Content starts

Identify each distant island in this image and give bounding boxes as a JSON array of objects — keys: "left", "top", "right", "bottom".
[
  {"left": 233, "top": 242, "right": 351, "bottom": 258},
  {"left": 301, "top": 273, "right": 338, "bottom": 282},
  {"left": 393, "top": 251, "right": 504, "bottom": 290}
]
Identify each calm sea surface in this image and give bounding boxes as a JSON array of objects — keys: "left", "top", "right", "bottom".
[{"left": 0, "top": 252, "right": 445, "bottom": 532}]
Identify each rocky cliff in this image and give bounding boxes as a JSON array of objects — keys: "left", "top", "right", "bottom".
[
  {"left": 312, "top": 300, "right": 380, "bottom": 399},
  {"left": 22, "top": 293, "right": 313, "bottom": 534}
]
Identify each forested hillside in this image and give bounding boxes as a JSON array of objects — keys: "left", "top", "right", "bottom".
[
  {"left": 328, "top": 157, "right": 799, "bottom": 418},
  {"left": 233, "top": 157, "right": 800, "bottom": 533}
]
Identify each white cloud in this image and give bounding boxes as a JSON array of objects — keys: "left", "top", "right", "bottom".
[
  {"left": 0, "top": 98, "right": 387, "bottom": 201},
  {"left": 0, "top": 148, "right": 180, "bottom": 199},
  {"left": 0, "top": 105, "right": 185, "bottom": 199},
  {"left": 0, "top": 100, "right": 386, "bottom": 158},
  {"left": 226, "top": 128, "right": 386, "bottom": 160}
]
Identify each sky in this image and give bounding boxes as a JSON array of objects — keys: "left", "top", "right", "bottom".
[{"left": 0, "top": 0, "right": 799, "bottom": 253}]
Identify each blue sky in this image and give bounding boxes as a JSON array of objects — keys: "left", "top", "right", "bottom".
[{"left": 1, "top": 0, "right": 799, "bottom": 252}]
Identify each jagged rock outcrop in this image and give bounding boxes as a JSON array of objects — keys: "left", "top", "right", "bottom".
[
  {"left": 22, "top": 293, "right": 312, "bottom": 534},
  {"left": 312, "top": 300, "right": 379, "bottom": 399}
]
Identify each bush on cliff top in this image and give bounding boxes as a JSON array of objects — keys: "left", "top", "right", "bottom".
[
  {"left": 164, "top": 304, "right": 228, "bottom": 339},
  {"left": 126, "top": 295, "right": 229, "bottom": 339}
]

Content ends

DIRECTIONS FOR THIS TASK: Take the line that contains "Identify each jagged" and each line after it down to the last of the records, and retype them exactly; add nothing else.

SOLUTION FOR THIS TASK:
Identify each jagged rock outcrop in this image and give bounding boxes as a JSON array of objects — keys: "left", "top", "right", "bottom".
[
  {"left": 22, "top": 293, "right": 312, "bottom": 534},
  {"left": 312, "top": 300, "right": 379, "bottom": 399}
]
Identify each bush on cliff top in this image and give bounding boxes as a JSON array of objects — keys: "left", "top", "right", "bottom".
[
  {"left": 164, "top": 304, "right": 228, "bottom": 339},
  {"left": 126, "top": 295, "right": 229, "bottom": 339}
]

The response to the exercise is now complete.